According to the article on Syria's food production, how many hectares of wheat did the agencies' officials find had been planted in the previous year?

**Quoted passage**:
※ ※ ※
Syria`s food production edging nearer to collapse, UN warns

  16 November 2016    Read: 707
Syria`s food production edging nearer to collapse, UN warns
Food production in Syria is edging nearer to collapse with wheat production having halved since the start of the war and the area of fields planted now at an all-time low, according to the UN.
The World Food Programme and Food and Agriculture Organization (FAO) warned of grave consequences for the availability of food in the warn-torn region unless immediate assistance is provided to farmers. Lack of food could add to the 11 million Syrians already displaced by five years of conflict, they said.

Already there is a shortfall of a fifth in wheat supplies, with more than 9.4 million Syrians needing food aid. The situation is especially acute for almost 600,000 people living in besieged and hard-to-reach areas, where they largely rely on delivered food.

The fighting has led to lack of access to land, markets and essential farming materials, such as fertiliser, seeds, veterinary medicines and fuel for machinery. This has also hit Syria’s livestock, which was once exported to other countries.

Now, there are 60% less poultry - which was the most affordable source of animal protein - 40% fewer sheep and goats and 30% fewer cattle, the agencies said, as many herding families have been forced to sell or slaughter their animals.

“Today, we see almost 80% of households across Syria struggling with a lack of food or money to buy food and the situation is only going to become worse if we fail to support farmers so they can maintain their lands and livelihoods,” said Abdessalam Ould Ahmed, FAO assistant director-general.

“Agriculture was the main livelihood for rural households before the crisis and it is still producing to a certain extent, but it is stretched to the maximum and farmers have largely exhausted their capacity to cope,” he said.

Muhannad Hadi, the WFP’s regional director, said: “The food security situation of millions of people inside Syria continues to deteriorate with people having exhausted their life savings and no longer able to put food on the table for their families.”

The agencies’ officials visited Syria in June and found just 900,000 hectares of wheat had been planted in the previous year, compared to the 1.5m hectares planted a year before the war began. Low rainfall and the destruction of irrigation systems has made matters worse, the agencies said, with some farmers switching to hardier but less nutritious crops such as barley.

Previously, the government was able to distribute high-quality seeds at subsidised prices, but now many farmers are forced to deplete their seed stocks, borrow from relatives and neighbours, or purchase expensive seed from the market.
※ ※ ※
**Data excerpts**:
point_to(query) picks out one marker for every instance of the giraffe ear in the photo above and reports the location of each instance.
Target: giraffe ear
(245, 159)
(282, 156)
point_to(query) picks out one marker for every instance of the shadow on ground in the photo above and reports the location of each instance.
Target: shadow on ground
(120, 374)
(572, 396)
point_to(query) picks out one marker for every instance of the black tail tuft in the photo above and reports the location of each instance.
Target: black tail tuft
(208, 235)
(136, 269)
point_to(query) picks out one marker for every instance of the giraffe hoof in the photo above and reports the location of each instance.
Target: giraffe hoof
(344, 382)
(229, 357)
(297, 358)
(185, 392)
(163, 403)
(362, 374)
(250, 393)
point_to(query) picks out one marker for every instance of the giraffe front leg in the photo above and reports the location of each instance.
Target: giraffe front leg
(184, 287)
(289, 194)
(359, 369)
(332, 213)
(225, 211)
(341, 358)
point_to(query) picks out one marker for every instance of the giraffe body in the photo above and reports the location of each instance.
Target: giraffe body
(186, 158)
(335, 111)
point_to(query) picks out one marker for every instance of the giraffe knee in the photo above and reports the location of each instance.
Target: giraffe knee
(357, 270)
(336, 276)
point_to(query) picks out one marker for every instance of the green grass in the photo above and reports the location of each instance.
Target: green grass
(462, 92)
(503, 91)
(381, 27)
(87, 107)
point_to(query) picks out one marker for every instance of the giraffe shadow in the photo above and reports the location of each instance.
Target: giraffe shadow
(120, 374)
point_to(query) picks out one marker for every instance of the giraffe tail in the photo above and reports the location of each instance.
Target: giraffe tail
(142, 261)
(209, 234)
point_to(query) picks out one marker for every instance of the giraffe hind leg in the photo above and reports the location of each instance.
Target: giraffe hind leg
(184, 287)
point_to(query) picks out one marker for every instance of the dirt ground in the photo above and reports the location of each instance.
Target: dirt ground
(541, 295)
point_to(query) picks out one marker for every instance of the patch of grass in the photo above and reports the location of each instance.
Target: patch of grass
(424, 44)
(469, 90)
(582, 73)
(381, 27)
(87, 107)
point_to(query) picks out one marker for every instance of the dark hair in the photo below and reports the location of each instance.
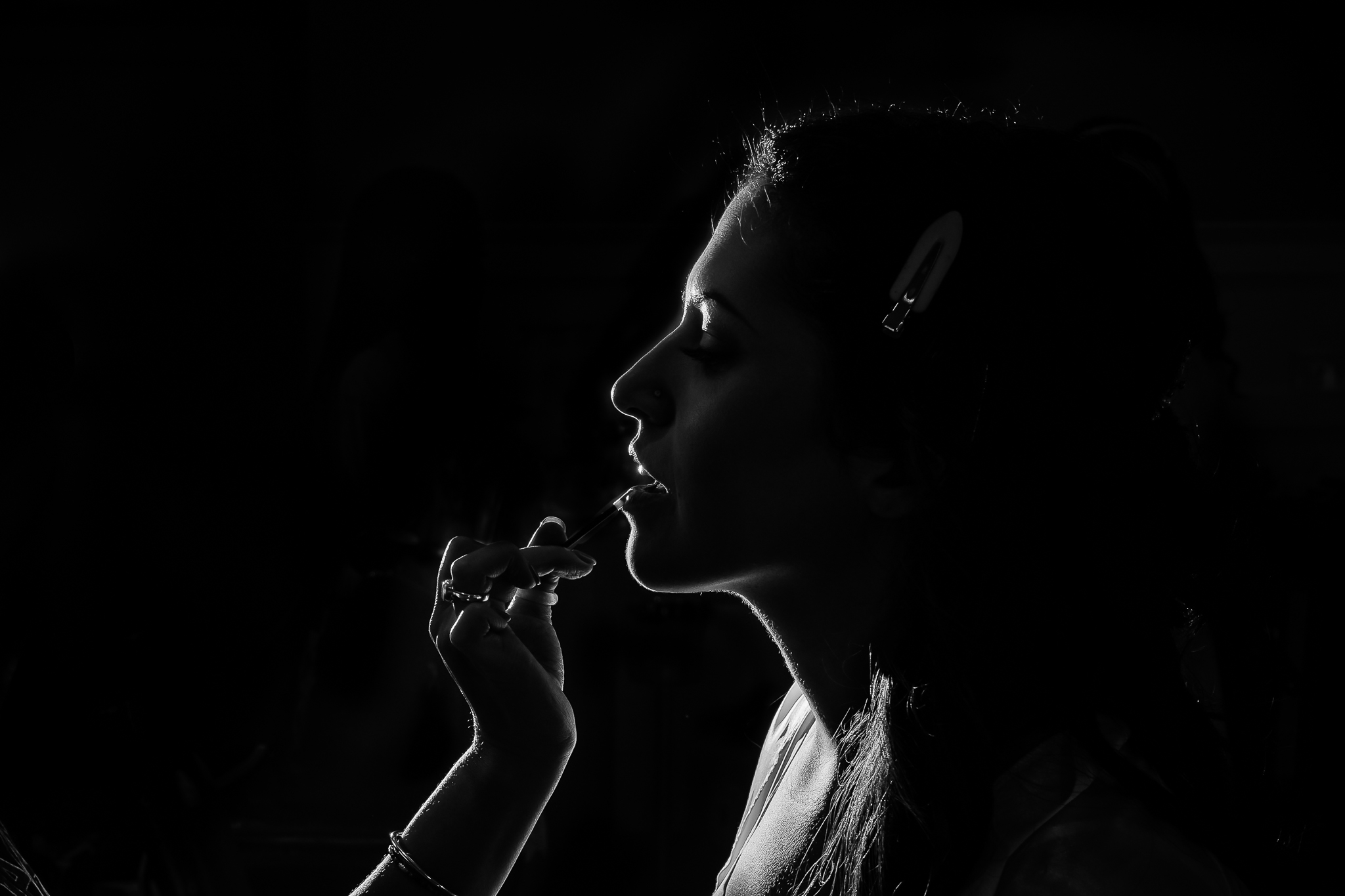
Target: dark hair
(1051, 555)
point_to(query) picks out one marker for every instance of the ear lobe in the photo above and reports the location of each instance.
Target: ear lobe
(887, 489)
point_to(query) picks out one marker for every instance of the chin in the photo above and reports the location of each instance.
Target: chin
(663, 566)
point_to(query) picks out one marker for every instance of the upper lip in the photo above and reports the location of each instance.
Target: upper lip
(648, 471)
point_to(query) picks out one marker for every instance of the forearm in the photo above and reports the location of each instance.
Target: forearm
(472, 828)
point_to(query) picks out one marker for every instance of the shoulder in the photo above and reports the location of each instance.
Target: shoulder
(1107, 844)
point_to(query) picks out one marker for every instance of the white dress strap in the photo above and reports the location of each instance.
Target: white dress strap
(791, 725)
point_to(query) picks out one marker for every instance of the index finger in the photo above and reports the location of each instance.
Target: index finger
(458, 547)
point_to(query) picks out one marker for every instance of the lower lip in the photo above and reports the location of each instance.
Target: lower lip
(639, 498)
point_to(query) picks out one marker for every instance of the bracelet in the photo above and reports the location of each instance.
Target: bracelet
(409, 865)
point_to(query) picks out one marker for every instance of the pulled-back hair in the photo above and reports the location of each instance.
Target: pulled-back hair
(1028, 405)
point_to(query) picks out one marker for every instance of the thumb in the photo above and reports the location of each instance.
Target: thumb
(549, 531)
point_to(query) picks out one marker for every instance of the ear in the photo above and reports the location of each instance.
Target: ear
(884, 485)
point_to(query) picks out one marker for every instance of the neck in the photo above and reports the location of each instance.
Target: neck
(824, 621)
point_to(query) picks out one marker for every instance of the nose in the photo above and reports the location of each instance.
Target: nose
(640, 393)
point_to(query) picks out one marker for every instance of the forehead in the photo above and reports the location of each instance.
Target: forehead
(741, 258)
※ ※ ※
**Solution to this exercise**:
900,000 hectares.